**WORK TO COMPLETE:** Count the lines in the rows below that contain the string "paneling", treating case as significant. Give only the number.

**RECORD EXCERPTS:**
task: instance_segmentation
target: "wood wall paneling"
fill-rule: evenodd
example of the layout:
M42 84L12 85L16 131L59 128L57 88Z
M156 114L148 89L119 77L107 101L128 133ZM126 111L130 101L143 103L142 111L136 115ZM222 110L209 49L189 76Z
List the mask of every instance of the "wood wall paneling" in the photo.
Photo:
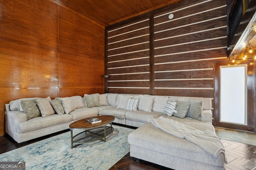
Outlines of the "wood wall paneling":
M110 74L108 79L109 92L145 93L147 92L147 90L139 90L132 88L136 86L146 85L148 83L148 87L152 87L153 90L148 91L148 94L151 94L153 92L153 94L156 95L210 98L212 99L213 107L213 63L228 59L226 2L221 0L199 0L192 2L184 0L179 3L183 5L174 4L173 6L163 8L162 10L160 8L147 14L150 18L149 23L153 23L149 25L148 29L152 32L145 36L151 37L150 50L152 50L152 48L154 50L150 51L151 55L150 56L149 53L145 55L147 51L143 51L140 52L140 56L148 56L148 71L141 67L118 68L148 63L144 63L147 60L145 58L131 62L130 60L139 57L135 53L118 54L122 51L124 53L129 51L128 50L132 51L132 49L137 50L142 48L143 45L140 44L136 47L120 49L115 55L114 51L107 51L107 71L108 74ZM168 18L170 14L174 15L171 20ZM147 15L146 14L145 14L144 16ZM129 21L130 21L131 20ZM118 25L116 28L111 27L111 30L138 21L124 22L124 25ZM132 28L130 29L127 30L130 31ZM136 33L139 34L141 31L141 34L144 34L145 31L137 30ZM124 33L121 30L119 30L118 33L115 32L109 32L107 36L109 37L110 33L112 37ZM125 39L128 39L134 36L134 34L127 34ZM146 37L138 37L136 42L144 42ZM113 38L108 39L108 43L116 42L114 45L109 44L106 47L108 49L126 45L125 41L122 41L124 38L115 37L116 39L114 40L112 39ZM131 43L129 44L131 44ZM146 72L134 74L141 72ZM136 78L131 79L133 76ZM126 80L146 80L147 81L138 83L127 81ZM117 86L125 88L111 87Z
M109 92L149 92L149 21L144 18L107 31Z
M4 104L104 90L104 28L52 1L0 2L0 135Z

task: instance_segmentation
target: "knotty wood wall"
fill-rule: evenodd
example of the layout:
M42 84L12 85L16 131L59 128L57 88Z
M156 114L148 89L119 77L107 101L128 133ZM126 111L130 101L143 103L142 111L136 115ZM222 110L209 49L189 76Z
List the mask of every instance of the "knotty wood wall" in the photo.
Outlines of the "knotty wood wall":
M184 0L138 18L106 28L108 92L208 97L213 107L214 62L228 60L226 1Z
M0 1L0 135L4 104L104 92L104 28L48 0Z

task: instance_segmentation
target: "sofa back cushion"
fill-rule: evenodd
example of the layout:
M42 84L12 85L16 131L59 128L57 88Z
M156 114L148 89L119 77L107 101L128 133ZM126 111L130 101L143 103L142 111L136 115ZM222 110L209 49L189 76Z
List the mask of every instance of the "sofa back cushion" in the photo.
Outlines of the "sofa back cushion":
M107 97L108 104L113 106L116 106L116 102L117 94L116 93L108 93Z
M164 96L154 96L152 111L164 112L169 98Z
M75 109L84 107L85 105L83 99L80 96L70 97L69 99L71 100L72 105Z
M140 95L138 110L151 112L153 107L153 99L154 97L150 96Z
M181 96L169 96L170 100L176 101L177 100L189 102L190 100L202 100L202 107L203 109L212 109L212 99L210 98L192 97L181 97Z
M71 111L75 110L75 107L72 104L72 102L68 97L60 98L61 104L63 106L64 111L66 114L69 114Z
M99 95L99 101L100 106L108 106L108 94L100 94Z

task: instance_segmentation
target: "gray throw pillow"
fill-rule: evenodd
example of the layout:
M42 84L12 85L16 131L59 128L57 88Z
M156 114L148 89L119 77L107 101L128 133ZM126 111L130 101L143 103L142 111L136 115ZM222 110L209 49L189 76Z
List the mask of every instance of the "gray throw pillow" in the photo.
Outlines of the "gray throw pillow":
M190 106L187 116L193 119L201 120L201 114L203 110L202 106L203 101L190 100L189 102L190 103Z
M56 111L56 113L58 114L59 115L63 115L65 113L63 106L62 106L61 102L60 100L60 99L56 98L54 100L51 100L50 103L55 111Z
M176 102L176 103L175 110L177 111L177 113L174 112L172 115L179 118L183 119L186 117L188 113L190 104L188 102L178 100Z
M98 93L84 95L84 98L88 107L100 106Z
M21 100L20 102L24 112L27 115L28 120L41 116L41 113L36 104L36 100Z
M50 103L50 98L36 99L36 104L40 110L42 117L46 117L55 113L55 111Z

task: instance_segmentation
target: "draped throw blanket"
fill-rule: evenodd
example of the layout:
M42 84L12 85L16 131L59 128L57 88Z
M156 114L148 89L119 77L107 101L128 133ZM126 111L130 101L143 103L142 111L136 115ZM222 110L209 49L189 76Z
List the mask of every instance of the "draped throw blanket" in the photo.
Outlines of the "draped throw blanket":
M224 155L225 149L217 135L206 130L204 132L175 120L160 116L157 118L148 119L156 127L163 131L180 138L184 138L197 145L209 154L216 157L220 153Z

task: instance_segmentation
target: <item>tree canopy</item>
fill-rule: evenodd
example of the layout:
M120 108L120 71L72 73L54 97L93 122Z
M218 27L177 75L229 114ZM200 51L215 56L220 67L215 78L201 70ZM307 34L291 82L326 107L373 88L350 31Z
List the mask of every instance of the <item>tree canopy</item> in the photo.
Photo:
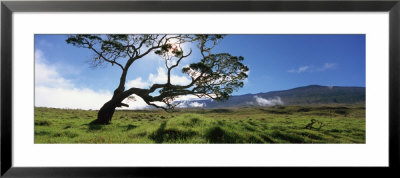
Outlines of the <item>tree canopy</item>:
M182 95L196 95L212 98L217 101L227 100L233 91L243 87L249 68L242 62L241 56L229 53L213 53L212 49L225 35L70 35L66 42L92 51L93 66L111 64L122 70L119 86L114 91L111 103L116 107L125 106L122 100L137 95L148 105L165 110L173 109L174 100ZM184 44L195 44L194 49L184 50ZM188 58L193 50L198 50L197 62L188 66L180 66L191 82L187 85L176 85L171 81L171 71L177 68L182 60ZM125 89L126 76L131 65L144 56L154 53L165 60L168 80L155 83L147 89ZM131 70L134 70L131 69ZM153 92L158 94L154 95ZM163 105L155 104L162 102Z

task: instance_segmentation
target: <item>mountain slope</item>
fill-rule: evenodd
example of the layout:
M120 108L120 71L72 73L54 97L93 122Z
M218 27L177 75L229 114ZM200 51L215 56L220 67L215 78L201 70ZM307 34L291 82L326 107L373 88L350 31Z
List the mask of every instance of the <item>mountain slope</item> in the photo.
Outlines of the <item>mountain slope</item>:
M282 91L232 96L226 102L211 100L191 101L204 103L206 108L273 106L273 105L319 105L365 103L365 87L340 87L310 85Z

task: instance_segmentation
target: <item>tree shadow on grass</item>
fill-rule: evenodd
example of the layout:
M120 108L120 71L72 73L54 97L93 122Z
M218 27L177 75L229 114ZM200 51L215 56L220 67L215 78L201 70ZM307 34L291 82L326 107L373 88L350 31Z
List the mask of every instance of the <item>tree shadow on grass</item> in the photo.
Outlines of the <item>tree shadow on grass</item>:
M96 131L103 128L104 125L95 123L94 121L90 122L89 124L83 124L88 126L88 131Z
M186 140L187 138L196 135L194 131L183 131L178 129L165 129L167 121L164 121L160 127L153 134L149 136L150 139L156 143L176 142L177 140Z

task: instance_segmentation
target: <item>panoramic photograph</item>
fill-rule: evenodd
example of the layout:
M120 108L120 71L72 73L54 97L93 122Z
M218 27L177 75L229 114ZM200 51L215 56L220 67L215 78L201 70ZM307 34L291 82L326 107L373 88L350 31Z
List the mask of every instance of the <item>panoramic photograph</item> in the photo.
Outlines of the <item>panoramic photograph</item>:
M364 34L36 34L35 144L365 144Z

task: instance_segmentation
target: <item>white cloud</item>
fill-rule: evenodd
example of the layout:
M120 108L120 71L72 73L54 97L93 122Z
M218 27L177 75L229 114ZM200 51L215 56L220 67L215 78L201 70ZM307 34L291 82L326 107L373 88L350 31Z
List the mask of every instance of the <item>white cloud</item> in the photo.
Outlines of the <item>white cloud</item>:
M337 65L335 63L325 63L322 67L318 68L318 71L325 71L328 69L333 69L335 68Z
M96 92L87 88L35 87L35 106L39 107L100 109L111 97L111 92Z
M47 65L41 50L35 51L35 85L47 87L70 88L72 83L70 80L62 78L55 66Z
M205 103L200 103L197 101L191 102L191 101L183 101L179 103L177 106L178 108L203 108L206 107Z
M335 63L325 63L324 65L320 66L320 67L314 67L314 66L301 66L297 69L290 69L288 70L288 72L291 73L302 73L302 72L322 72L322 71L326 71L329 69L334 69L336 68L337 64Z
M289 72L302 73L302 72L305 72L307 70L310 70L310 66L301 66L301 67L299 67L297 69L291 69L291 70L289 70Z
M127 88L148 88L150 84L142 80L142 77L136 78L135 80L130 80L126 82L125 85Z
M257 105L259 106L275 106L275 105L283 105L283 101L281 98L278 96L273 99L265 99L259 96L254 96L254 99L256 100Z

**ANSWER BELOW:** 3